** Supplied passage **
PHP 8.1.1 arrived in the ports tree  

Note: devel/php-composer and textproc/php81-xmlreader are buggy here, I've already wrote a bugreport…


----------



## CyberCr33p (Dec 29, 2021)

Can you post the link for the bug report?


----------



## cmoerz (Dec 29, 2021)

Might be that one?





						260774 – Add php81 to the tree
					






					bugs.freebsd.org


----------



## CyberCr33p (Dec 29, 2021)

Don't think it's related. Maybe jmos didn't submit it (sometimes bugs.freebsd.org lags and maybe it's not submitted).


----------



## jmos (Dec 29, 2021)

CyberCr33p said:


> Can you post the link for the bug report?


No, because I wrote an email to the maintainer. But bug 260774 and its attachment / patch 230515 may solve my problems (won't start the compiler today again - was a long day).

Edit: The patch works.


----------



## rafael_grether (Dec 30, 2021)

I already have problems with some applications running under PHP 8, so I think it's too soon to install PHP 8.1 in production environment.


----------



## jmos (Dec 31, 2021)

I would use PHP 8.1 in a production environment, but as there's only 7.4 available…

But I never had only a production environment - every live system has its development environment, and there I want to read warnings, deprecation notices etc.; So of course I want to install the newest PHP version on my local machines. Always. Just to be prepared for future server updates. Reading changelogs is of course mandatory (PHP offers great documents for upgrading your code).

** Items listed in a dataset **
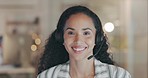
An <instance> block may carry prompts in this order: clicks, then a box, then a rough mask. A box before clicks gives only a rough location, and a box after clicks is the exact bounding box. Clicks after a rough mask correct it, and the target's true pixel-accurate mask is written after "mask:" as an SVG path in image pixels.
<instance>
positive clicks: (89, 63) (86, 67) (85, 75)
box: [70, 59, 95, 78]
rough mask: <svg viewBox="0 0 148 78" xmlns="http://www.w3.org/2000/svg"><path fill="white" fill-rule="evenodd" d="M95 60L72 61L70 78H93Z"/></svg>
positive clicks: (70, 65)
mask: <svg viewBox="0 0 148 78" xmlns="http://www.w3.org/2000/svg"><path fill="white" fill-rule="evenodd" d="M94 72H95V68H94V59H90V60H87V59H86V60H81V61H76V60H70V76H71V77H72V78H88V77H89V78H91V77H90V76H94Z"/></svg>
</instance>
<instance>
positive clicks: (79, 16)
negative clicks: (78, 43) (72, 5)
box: [64, 13, 95, 29]
mask: <svg viewBox="0 0 148 78" xmlns="http://www.w3.org/2000/svg"><path fill="white" fill-rule="evenodd" d="M68 27H71V28H76V29H79V28H91V29H95V27H94V23H93V20H92V18H91V17H89V16H88V15H86V14H84V13H77V14H73V15H71V16H70V17H69V19H68V20H67V21H66V24H65V27H64V29H65V28H68Z"/></svg>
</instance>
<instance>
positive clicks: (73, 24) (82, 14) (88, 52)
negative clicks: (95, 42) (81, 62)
mask: <svg viewBox="0 0 148 78" xmlns="http://www.w3.org/2000/svg"><path fill="white" fill-rule="evenodd" d="M95 35H96V29H95V27H94V24H93V21H92V19H91V18H90V17H89V16H87V15H85V14H83V13H77V14H74V15H71V16H70V18H69V19H68V20H67V21H66V25H65V27H64V46H65V48H66V50H67V52H68V53H69V58H70V59H74V60H83V59H87V58H88V57H89V56H90V55H92V54H93V48H94V45H95Z"/></svg>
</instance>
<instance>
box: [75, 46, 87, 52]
mask: <svg viewBox="0 0 148 78" xmlns="http://www.w3.org/2000/svg"><path fill="white" fill-rule="evenodd" d="M86 48H87V47H72V49H73V51H74V52H75V53H80V52H83V51H84V50H85V49H86Z"/></svg>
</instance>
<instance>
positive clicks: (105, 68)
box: [96, 60, 131, 78]
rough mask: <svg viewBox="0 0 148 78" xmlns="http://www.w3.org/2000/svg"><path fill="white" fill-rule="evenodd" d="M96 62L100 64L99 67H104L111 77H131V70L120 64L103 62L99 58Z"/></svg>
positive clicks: (108, 73)
mask: <svg viewBox="0 0 148 78" xmlns="http://www.w3.org/2000/svg"><path fill="white" fill-rule="evenodd" d="M96 62H97V63H96V64H97V65H98V67H97V69H98V70H99V69H101V70H102V69H103V70H102V71H106V74H108V75H109V76H110V77H111V78H131V75H130V74H129V72H128V71H126V70H125V69H123V68H121V67H119V66H115V65H110V64H106V63H102V62H100V61H99V60H97V61H96Z"/></svg>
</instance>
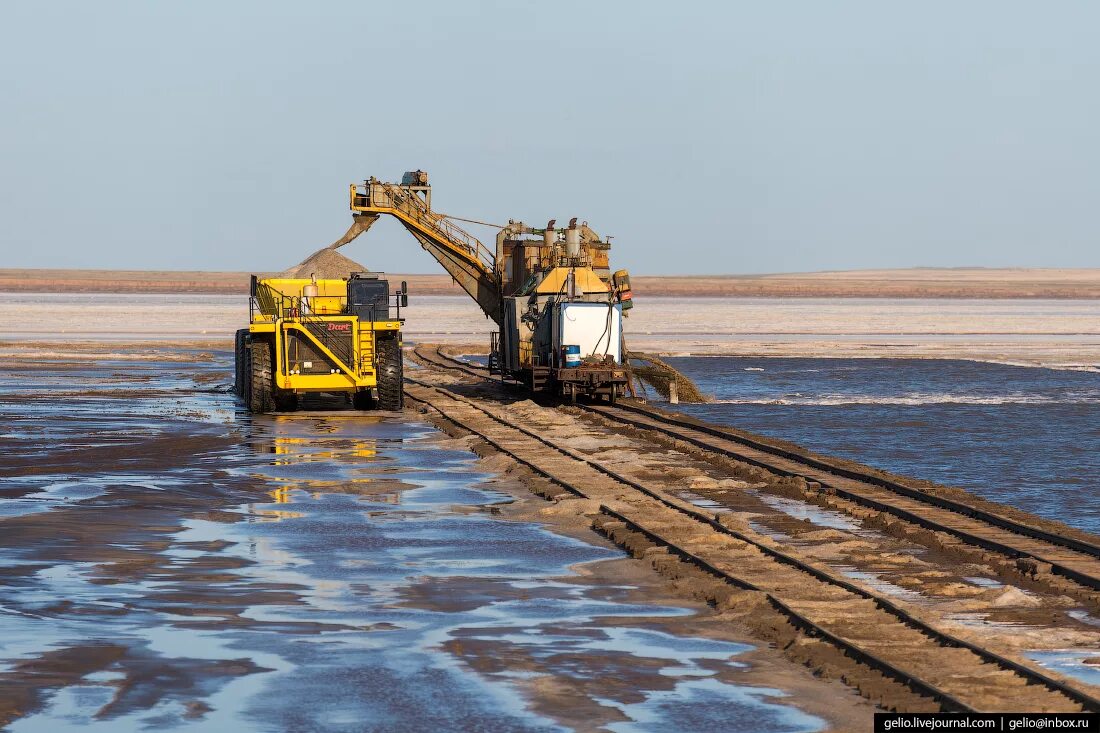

** Questions to answer **
A - Summarize the PHP 8.1.1 forum thread above in exactly two sentences.
B - Proceed with the PHP 8.1.1 forum thread above, picking up after its final sentence.

** Responses in order **
A - After PHP 8.1.1 arrived in the ports tree, jmos reported that devel/php-composer and textproc/php81-xmlreader were buggy, explained that the problem had gone to the maintainer by email rather than as a bug report, and later confirmed that the patch attached to bug 260774 works. Another participant judged it too soon to run PHP 8.1 in production, while jmos would use it there if more than 7.4 were available and always installs the newest version on local development machines to prepare for future server updates.

B -
I never had any problem to get my web-apps / websites and scripts up to the newest PHP version while running the same code on the live system with older PHP versions for many, many years now, and it never costs me much time to update my code (the only big one was the change from the old MySQL extension to the actual MySQLi - must been around 2015; creepy stuff like "register_globals" I've never used - even in times other did (but I had to deal with such code)). Already fixed a really huge project to be 8.1 ready 

But if you're using third party PHP code: In this case I would check the informations provided by the developers - they should know if PHP 8.1 is usable or not.


----------



## CyberCr33p (Dec 31, 2021)

You can use jails to run different versions of PHP.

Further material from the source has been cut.